* [Tasks to perform]
A. In the page on the Urban Propagation Wireless InSite RT model, what does the Triple Path Geodesic model use buildings' 3D geometry data to compute?
B. Carry on writing the page about the Urban Propagation Wireless InSite RT model, starting right after its final sentence.

* [Source]
Urban Propagation Wireless InSite RT Model
The Urban Propagation Wireless InSite RT model offers a selection of a deterministic model and four empirical models for calculating path loss between two locations in an urban environment. The deterministic model, Triple Path Geodesic, is developed by Remcom, as a derivative of their Wireless InSite 3D propagation loss module, Wireless InSite Real Time.
The Triple Path Geodesic model is a rapid urban propagation model that uses the buildings' 3D geometry data to define an urban environment. The 3D geometry data is used to compute wedge diffractions. The Triple Path Geodesic model produces higher fidelity results than empirical models but at greatly reduced computation times compared to full physics-based models. For more information on the fidelity of Remcom's Wireless InSite Real Time module,
The Urban Propagation Wireless InSite RT model accounts for the directional gains of complex transmitter and complex receiver antennas for computing propagation field strengths.

* [Data]
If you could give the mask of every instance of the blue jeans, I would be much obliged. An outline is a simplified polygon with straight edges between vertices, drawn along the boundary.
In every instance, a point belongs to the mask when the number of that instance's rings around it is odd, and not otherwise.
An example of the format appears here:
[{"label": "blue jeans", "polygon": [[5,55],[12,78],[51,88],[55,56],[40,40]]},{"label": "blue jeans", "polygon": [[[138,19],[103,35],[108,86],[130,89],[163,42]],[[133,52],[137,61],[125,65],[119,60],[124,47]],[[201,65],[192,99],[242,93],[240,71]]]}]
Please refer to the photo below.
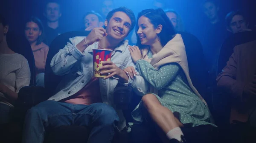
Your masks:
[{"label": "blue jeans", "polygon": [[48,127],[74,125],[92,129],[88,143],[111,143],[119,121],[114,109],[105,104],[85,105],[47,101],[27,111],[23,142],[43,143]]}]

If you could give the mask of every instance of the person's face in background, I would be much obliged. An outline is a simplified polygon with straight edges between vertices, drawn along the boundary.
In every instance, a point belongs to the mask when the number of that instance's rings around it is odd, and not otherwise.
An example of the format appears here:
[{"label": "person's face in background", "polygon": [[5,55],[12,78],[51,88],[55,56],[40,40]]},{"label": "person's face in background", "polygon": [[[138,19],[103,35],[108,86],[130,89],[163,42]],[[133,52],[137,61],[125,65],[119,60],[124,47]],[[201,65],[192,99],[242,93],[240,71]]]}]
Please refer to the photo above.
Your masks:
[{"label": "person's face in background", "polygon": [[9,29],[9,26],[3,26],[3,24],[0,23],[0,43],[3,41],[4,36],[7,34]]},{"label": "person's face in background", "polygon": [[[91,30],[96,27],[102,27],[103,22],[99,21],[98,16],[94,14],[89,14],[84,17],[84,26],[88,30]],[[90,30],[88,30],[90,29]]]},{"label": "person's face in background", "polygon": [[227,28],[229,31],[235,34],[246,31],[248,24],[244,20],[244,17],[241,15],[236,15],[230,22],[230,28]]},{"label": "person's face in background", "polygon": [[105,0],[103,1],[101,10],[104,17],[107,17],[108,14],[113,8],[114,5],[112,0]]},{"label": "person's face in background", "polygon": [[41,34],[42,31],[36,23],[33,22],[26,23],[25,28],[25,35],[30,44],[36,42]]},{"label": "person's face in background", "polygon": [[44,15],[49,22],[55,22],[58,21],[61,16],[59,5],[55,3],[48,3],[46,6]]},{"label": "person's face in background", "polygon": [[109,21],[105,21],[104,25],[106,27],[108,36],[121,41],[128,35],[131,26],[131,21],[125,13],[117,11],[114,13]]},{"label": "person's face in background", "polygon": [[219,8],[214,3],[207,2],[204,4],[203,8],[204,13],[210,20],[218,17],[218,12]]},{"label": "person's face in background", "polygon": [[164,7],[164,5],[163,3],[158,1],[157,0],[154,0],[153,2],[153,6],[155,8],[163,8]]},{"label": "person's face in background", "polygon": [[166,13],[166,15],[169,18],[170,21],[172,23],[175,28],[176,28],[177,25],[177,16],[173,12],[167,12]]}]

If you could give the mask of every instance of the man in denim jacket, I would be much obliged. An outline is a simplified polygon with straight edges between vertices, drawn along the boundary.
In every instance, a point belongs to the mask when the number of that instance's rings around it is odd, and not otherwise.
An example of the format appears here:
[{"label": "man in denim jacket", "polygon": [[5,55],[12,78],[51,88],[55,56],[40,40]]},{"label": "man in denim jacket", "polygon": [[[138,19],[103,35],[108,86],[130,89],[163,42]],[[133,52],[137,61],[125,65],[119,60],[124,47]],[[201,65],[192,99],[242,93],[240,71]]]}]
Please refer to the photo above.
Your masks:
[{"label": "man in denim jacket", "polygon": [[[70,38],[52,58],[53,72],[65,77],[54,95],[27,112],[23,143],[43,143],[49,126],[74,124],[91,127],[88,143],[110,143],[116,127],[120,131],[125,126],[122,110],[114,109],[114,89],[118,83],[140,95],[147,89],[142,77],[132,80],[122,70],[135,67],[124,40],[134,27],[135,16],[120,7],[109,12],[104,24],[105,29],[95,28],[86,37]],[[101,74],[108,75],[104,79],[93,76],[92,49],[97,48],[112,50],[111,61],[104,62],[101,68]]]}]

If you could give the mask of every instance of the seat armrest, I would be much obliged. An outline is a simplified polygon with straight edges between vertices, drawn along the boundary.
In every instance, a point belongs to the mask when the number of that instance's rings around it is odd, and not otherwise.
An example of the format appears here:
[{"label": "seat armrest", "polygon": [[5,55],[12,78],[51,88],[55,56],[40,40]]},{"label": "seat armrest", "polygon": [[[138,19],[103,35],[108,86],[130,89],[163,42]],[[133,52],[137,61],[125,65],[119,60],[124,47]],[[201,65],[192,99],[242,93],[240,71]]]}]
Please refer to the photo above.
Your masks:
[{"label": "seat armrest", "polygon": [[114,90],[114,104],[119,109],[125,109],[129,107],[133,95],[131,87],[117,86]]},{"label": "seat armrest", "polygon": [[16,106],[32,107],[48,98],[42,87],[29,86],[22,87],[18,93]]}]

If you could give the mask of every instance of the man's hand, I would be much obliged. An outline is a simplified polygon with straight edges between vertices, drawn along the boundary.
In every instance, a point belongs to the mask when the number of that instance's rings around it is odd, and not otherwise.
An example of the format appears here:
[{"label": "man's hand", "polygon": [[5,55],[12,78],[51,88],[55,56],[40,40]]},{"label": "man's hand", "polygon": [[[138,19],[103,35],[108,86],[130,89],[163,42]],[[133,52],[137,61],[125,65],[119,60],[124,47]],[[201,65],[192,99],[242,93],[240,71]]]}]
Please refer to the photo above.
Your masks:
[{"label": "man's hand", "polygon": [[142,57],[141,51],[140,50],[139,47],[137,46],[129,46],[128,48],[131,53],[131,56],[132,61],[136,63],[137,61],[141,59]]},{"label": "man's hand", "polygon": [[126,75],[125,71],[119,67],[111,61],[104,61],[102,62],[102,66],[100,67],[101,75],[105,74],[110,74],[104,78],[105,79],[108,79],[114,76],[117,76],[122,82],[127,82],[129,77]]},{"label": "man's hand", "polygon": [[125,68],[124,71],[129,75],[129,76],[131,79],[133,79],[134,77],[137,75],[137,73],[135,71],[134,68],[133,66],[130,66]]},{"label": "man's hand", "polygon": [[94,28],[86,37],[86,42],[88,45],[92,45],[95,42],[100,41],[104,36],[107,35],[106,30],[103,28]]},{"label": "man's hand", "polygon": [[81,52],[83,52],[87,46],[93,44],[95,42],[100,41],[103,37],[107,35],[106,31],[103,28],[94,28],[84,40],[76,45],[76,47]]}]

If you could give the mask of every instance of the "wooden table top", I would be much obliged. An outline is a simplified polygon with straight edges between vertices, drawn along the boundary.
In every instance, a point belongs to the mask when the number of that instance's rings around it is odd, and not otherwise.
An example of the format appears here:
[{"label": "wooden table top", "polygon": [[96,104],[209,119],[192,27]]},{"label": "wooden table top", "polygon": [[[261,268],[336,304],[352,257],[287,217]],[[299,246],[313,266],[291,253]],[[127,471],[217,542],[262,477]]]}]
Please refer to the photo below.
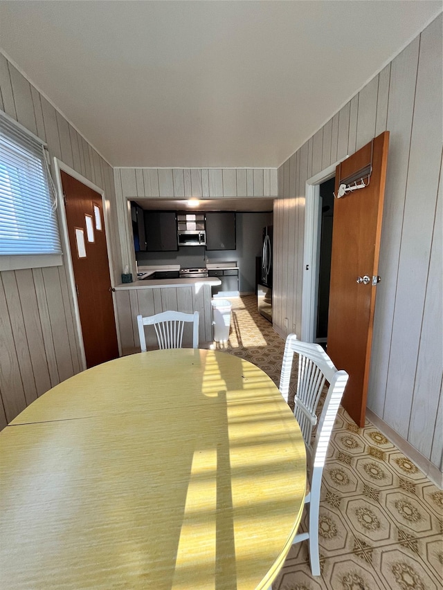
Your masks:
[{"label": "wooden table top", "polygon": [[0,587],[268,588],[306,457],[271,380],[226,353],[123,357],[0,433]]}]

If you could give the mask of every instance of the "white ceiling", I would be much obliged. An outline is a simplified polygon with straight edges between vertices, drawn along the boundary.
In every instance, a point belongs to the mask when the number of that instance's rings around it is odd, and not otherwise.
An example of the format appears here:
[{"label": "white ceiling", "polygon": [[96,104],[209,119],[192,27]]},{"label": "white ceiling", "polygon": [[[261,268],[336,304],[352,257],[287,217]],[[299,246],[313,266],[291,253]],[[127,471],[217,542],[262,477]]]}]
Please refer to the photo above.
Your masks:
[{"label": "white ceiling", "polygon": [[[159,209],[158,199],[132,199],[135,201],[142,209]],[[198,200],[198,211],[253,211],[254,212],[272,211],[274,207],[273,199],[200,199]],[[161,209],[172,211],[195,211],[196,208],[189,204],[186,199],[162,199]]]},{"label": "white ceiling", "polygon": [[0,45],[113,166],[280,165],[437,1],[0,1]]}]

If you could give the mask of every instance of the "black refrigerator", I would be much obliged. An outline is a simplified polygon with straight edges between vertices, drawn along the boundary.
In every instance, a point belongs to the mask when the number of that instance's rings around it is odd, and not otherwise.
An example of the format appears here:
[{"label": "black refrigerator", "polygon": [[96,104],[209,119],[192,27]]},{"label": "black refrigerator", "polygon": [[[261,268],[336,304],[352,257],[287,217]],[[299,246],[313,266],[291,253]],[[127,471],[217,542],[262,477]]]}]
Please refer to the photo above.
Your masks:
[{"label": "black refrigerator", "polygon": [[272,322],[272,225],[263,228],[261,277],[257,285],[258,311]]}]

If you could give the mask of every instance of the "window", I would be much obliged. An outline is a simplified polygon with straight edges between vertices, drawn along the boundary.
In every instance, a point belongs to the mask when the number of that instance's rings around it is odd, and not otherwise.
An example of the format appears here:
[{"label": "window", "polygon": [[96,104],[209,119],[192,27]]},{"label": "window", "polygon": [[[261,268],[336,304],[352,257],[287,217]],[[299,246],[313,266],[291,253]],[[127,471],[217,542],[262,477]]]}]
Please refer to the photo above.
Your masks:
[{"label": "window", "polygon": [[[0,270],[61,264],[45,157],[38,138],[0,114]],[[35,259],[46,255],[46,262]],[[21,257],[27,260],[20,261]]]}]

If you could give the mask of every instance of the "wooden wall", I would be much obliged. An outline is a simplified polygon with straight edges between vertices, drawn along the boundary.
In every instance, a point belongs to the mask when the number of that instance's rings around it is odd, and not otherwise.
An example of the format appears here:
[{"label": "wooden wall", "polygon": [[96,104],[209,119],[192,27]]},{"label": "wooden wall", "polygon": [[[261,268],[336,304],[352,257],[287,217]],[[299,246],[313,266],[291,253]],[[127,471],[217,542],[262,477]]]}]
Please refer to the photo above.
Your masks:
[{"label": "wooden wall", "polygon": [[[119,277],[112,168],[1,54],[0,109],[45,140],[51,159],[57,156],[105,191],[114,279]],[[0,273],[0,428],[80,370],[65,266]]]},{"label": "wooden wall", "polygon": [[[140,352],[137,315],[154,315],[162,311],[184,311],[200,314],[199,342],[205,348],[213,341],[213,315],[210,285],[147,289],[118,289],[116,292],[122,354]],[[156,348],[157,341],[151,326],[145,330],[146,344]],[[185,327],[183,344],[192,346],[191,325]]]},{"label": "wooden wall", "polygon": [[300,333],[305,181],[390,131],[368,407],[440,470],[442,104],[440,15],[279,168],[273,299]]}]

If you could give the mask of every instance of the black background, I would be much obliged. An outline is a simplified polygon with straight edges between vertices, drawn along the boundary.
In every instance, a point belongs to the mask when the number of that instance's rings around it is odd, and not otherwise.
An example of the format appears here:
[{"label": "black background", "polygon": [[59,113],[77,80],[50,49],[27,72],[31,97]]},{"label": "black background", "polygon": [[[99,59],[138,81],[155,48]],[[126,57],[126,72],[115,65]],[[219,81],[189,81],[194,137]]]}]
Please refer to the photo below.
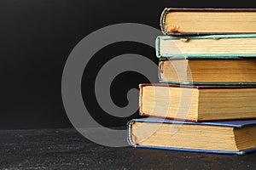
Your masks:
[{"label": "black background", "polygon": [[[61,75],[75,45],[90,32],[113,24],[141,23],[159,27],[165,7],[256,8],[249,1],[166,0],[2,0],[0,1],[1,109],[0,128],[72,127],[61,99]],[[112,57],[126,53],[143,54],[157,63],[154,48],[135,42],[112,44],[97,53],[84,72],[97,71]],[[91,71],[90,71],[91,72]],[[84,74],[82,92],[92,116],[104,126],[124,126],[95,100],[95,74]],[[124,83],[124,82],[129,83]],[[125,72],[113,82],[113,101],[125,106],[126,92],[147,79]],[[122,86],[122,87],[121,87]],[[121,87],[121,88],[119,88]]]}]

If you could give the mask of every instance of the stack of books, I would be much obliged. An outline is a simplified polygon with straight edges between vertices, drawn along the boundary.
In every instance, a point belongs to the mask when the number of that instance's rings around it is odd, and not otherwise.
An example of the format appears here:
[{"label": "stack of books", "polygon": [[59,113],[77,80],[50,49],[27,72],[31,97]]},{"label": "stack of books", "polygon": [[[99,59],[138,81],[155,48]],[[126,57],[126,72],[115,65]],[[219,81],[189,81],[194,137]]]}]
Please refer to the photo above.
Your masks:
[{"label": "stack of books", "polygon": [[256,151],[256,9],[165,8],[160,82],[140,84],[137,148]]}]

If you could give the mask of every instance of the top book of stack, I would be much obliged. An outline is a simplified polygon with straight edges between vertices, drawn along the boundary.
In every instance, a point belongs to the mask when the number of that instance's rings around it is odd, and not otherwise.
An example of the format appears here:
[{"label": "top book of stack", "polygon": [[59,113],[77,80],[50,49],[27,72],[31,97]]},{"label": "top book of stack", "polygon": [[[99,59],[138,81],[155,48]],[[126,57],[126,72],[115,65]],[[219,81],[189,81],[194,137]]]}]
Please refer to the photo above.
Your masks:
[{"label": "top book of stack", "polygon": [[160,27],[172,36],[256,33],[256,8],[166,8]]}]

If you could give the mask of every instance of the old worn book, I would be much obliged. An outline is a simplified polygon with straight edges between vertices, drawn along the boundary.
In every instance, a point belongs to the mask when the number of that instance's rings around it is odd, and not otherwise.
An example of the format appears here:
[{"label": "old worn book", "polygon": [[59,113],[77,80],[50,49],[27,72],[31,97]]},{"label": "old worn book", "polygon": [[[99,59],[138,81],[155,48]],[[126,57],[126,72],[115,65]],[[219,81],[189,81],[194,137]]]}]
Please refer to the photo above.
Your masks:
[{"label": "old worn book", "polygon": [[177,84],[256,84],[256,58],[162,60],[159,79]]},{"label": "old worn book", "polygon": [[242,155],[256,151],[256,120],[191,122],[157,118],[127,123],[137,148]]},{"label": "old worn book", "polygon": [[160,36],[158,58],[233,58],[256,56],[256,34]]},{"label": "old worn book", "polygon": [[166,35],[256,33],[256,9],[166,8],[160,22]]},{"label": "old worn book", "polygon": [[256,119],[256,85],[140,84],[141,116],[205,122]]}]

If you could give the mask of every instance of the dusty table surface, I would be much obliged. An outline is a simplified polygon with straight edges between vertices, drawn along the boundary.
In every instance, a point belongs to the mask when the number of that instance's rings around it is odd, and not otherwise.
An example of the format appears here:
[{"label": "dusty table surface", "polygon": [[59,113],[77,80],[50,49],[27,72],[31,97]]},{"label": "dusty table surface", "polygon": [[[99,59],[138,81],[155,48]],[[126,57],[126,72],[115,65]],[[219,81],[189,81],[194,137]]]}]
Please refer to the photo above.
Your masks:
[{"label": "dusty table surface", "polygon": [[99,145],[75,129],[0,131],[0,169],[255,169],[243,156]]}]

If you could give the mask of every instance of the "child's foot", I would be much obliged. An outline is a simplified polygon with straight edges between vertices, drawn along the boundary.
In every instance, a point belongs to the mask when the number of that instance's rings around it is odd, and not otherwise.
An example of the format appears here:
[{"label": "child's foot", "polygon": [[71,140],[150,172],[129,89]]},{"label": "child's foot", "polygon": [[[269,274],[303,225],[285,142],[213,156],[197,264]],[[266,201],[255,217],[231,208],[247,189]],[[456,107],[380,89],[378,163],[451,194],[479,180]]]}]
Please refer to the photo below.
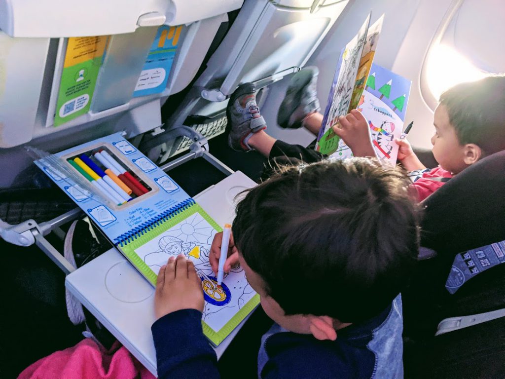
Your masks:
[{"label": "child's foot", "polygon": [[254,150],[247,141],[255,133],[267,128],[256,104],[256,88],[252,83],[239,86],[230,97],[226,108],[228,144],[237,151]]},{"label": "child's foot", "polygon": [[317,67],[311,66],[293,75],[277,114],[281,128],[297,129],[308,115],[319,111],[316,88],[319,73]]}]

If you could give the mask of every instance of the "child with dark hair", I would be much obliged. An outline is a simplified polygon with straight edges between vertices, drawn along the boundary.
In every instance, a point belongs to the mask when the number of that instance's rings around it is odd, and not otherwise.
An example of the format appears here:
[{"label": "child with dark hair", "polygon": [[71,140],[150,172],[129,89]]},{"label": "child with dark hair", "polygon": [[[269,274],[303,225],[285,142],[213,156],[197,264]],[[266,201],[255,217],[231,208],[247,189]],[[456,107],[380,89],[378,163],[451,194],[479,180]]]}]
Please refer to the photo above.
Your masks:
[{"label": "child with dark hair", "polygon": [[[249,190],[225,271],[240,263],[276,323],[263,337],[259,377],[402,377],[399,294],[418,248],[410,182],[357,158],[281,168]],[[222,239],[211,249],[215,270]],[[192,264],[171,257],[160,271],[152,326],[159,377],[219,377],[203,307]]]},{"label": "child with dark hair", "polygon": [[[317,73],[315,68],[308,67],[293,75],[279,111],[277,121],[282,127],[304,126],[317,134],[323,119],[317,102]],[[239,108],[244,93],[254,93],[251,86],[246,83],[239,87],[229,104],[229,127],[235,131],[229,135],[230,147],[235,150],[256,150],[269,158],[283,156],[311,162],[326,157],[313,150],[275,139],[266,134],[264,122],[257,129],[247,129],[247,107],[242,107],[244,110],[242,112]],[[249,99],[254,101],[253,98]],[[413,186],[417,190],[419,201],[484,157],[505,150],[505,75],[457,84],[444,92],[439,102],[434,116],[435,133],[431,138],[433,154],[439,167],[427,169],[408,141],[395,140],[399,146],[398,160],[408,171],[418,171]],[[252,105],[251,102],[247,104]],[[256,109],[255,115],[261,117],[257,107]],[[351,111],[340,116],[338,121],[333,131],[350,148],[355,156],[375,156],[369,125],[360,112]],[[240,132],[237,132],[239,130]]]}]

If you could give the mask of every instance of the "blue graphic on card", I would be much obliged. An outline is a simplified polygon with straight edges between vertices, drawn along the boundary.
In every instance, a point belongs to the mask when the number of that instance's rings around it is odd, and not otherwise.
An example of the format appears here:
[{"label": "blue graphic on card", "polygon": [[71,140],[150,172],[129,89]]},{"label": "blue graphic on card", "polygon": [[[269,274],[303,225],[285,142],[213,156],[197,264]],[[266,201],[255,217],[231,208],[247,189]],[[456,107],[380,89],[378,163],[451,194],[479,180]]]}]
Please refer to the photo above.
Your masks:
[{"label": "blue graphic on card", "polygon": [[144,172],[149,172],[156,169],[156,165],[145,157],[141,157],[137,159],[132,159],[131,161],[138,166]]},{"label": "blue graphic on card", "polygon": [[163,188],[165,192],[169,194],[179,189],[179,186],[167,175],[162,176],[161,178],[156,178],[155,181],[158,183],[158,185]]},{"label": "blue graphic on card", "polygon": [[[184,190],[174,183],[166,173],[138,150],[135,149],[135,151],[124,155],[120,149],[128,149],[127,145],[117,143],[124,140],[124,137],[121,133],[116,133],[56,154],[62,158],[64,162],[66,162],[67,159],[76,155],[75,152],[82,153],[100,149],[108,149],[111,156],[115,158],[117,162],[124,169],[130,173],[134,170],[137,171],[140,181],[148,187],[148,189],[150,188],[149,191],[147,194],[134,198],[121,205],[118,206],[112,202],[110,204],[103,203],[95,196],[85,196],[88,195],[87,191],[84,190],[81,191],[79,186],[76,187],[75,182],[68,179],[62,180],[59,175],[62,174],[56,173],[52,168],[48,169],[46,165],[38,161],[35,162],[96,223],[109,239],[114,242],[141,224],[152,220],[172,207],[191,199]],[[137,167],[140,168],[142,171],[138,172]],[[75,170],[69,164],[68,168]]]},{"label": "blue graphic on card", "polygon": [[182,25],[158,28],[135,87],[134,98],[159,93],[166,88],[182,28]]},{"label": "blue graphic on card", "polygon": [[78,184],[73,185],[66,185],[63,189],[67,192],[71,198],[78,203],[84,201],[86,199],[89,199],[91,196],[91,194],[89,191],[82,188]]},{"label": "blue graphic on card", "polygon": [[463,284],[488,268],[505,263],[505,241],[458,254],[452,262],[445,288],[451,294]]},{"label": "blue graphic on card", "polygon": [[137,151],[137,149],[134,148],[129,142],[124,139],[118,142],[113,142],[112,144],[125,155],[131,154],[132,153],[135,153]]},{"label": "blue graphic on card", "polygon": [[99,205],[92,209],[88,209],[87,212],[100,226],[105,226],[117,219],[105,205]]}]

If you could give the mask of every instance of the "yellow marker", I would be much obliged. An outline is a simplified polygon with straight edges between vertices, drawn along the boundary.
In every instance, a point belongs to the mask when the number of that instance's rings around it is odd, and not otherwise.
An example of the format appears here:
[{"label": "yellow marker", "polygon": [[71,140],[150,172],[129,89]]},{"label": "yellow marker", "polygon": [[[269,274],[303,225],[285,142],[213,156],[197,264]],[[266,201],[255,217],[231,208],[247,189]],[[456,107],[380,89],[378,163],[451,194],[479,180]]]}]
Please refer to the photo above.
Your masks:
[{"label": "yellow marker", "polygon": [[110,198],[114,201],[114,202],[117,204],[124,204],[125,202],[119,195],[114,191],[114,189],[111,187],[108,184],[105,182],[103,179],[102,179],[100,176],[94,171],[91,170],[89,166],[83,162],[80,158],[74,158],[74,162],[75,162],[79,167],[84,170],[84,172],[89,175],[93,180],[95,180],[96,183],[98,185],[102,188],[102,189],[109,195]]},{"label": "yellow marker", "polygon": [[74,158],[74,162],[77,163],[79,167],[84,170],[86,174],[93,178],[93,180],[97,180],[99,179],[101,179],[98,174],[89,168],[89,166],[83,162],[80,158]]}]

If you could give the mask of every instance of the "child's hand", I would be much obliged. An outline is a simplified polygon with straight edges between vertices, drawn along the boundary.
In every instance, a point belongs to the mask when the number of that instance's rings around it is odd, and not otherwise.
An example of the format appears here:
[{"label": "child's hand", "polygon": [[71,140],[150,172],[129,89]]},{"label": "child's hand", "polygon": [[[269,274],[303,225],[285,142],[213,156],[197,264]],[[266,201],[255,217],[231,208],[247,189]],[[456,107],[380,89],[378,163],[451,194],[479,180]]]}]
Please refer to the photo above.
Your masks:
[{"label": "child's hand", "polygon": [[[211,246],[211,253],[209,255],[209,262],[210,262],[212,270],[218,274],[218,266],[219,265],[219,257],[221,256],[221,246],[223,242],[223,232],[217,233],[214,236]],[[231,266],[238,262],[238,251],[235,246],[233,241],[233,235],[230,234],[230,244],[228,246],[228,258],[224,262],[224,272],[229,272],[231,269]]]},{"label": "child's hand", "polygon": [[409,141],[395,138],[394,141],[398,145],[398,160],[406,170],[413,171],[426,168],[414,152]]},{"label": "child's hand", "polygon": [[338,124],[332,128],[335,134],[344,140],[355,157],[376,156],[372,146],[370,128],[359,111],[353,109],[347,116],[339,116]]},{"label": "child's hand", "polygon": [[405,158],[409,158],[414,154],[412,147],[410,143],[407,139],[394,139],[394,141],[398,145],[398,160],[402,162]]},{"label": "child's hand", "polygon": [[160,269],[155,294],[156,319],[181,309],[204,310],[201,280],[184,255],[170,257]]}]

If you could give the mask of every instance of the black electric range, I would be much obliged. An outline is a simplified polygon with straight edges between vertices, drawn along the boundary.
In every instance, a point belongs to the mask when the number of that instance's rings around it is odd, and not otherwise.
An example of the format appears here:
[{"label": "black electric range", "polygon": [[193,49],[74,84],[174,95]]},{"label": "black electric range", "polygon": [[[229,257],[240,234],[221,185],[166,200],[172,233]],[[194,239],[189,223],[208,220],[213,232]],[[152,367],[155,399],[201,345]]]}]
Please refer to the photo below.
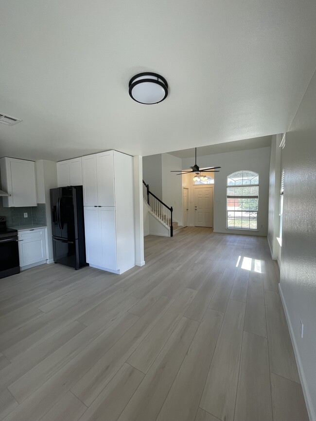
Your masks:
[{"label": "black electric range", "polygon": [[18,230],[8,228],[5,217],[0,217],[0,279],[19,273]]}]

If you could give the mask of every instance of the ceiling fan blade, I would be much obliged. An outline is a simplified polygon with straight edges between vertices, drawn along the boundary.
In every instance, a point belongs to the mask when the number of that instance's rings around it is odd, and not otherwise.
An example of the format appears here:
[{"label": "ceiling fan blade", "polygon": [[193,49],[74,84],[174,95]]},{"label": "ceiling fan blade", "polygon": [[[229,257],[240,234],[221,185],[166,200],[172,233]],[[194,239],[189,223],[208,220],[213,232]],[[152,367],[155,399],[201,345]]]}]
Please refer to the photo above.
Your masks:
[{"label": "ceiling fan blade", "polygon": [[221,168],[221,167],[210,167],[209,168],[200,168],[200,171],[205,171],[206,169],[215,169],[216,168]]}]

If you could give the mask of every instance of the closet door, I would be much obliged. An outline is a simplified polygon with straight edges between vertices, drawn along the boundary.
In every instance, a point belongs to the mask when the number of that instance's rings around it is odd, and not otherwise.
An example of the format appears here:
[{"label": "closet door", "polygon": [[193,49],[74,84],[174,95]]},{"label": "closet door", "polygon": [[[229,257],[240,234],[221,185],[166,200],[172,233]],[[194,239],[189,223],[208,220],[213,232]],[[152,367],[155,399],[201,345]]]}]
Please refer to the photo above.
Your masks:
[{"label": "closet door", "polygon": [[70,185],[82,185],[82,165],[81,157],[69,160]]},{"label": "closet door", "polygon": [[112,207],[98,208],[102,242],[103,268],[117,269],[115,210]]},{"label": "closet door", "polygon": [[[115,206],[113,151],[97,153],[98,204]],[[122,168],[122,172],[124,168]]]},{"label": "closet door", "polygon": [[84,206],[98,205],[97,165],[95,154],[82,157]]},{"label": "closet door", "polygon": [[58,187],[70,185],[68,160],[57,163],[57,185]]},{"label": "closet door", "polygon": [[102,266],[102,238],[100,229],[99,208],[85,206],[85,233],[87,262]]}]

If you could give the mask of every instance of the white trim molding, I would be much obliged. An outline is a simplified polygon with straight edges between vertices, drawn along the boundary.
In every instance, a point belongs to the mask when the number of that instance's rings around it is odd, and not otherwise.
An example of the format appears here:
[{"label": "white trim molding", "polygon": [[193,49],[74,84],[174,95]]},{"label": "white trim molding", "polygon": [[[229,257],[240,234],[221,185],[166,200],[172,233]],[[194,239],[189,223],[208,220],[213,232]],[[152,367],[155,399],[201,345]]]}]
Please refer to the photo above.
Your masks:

* [Task results]
A. Wedge diffractions.

B.
The following frequency and STK object settings are recommended or required for analysis with the Triple Path Geodesic model:
- Frequency. Frequency cannot go below 100 MHz. There is no upper limit restriction; however, above 7 GHz, predictions can become more sensitive to the finer resolution building details that may not be present in the shapefile or in the model's internal, simplified geometry.
- Height Above Ground. Provided that both transmitter and receiver are above ground, there is no height restriction. However, prediction fidelity is reduced if both the transmitter and receiver are on or close to the ground (less than one meter) since ground conditions that are important to the analysis (e.g., ground cancellation) are not included.
- Line of Sight and Az-El Mask constraints. It is recommended that you do not enable STK Line of Sight and Az-El Mask constraints. The Triple Path Geodesic model of the Urban Propagation Extension employs a higher-fidelity algorithm to simulate RF propagation in an urban environment than a simple line-of-sight prediction. In particular, the model has the capability to make signal attenuation predictions in situations where line-of-sight transmission is obscured, by considering three of the most significant paths of diffracted energy around buildings and over terrain. The use of Line of Sight and Az-El/terrain mask constraints is therefore not appropriate when using the Triple Path Geodesic model.
For information on the recommended shapefile types, see Shapefile Requirements for the Urban Propagation Extension.
Click here for step-by-step instructions on modeling propagation loss in an urban environment.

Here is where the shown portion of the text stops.